**SET PROBLEM**
Count the lines in the entries below that contain the string "dress", treating uppercase and lowercase letters as different. Reply with the number alone.

**DATA ENTRIES**
/---
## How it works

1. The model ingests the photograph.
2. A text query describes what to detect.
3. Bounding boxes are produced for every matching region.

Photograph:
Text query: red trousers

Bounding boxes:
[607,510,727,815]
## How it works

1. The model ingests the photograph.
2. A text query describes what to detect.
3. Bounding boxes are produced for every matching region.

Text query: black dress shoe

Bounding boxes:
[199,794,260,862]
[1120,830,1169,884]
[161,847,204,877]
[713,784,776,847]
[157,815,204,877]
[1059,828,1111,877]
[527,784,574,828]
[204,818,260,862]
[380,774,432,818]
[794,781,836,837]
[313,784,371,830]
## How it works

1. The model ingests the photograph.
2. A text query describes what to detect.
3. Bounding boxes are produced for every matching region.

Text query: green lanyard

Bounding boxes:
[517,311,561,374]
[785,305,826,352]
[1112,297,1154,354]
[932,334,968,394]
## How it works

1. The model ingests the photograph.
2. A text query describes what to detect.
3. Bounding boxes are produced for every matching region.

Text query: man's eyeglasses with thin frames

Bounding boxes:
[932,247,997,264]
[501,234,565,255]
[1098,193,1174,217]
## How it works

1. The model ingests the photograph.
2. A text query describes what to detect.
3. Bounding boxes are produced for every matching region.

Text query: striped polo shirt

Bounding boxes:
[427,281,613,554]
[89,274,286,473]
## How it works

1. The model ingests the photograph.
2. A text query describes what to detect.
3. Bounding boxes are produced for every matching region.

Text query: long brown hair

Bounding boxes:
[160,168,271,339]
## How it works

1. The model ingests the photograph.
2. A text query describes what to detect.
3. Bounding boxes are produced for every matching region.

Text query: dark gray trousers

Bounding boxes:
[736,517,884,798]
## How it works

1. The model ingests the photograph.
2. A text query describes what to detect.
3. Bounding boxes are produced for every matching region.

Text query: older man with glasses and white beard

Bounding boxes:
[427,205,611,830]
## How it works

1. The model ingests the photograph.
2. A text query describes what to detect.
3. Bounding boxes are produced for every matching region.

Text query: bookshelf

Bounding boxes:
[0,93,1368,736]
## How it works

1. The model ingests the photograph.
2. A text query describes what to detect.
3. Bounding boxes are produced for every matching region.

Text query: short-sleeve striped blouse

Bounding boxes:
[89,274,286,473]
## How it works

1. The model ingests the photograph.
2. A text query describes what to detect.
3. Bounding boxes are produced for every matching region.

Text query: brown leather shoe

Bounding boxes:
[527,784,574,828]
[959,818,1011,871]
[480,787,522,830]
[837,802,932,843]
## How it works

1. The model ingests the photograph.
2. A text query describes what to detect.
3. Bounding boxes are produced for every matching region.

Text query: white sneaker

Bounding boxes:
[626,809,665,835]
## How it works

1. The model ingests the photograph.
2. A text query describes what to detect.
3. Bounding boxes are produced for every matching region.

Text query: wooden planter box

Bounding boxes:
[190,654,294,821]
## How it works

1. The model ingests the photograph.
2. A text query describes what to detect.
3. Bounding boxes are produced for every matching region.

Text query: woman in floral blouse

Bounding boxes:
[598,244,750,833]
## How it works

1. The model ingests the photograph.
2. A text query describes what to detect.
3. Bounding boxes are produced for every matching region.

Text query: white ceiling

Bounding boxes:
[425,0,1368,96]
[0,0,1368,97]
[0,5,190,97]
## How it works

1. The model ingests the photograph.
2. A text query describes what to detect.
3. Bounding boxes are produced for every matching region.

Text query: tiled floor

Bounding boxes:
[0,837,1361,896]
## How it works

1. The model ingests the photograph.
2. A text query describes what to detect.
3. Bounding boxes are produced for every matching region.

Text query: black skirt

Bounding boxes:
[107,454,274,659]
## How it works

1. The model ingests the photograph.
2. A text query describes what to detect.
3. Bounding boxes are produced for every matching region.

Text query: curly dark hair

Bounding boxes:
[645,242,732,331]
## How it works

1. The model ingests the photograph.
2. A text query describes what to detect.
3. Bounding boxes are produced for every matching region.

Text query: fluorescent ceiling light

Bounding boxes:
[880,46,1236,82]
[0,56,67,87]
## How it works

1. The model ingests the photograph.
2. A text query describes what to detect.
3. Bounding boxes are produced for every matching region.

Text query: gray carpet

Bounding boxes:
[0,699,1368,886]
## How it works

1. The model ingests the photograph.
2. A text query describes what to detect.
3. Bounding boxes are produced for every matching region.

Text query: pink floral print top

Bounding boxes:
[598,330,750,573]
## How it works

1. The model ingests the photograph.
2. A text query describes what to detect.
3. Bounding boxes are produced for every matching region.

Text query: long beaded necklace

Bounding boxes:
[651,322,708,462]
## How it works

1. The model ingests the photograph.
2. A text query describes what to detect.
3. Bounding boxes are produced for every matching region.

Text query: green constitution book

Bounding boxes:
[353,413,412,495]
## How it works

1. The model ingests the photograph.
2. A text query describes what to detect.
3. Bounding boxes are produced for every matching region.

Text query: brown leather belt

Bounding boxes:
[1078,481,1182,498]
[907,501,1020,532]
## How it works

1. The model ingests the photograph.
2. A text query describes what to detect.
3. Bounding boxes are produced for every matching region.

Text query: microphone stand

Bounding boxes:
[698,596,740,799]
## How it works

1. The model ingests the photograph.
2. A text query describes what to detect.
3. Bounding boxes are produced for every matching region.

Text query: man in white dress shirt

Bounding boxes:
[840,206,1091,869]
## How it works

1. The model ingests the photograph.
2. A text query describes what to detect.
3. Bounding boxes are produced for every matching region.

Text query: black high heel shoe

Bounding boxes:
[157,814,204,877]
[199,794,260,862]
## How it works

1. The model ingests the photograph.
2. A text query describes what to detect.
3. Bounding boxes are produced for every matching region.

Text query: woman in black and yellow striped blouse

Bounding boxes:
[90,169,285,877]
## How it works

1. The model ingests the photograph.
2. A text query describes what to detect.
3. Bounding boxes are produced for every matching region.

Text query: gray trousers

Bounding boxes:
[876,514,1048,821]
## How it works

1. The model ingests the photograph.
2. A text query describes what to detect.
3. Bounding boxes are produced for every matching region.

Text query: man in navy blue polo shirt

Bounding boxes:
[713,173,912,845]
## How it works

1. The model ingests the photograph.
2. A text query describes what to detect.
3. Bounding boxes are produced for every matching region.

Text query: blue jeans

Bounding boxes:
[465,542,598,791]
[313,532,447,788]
\---
**CORRECT ANSWER**
2